| Work to complete |
Print the listing below line for line, leaving every character as it is.

| Data shown |
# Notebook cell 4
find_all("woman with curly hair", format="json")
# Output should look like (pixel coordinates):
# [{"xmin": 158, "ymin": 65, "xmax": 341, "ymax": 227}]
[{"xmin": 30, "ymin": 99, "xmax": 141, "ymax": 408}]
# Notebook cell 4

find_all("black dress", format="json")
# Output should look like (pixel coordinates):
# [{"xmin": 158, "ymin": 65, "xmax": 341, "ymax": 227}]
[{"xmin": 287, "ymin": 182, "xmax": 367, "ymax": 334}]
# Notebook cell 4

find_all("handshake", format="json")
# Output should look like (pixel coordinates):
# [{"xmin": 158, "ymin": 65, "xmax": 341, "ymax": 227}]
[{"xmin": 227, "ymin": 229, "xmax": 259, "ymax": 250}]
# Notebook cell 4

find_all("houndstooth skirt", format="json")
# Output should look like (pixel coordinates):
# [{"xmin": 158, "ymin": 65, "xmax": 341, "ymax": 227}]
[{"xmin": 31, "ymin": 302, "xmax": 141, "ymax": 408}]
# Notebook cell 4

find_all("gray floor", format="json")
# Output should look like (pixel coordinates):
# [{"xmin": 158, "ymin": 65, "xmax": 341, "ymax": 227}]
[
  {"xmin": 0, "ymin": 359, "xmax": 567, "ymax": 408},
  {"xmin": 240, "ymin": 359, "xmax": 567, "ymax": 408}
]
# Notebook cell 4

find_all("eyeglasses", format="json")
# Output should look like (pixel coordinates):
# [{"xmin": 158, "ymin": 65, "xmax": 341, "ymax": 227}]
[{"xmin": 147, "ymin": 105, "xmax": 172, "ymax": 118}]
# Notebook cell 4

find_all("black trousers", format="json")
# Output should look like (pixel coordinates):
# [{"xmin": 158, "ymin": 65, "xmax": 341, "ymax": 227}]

| Exercise response |
# Notebook cell 4
find_all("woman with curly hair", format="json")
# Output should look like (pixel coordinates):
# [{"xmin": 158, "ymin": 65, "xmax": 341, "ymax": 227}]
[{"xmin": 30, "ymin": 99, "xmax": 141, "ymax": 408}]
# Notebook cell 4

find_all("black dress", format="json")
# Output should look like (pixel coordinates):
# [{"xmin": 158, "ymin": 65, "xmax": 341, "ymax": 227}]
[{"xmin": 287, "ymin": 182, "xmax": 367, "ymax": 334}]
# Notebook cell 4

find_all("handshake", format="json")
# Output should look like (pixel coordinates):
# [{"xmin": 158, "ymin": 65, "xmax": 341, "ymax": 227}]
[{"xmin": 227, "ymin": 229, "xmax": 259, "ymax": 250}]
# Notebook cell 4

find_all("houndstooth skirt", format="json")
# Output should look like (pixel coordinates):
# [{"xmin": 158, "ymin": 65, "xmax": 341, "ymax": 227}]
[{"xmin": 31, "ymin": 302, "xmax": 141, "ymax": 408}]
# Notebook cell 4

find_all("gray floor", format="json")
# Output should look like (pixel coordinates):
# [{"xmin": 158, "ymin": 65, "xmax": 341, "ymax": 227}]
[
  {"xmin": 0, "ymin": 359, "xmax": 567, "ymax": 408},
  {"xmin": 240, "ymin": 359, "xmax": 567, "ymax": 408}
]
# Notebook cell 4

find_all("eyeglasses", format="json")
# Output should look like (pixel coordinates):
# [{"xmin": 158, "ymin": 65, "xmax": 341, "ymax": 227}]
[{"xmin": 147, "ymin": 105, "xmax": 172, "ymax": 118}]
# Notebook cell 4

find_all("black trousers", format="json")
# Output should look like (pixel coordinates):
# [{"xmin": 158, "ymin": 65, "xmax": 341, "ymax": 227}]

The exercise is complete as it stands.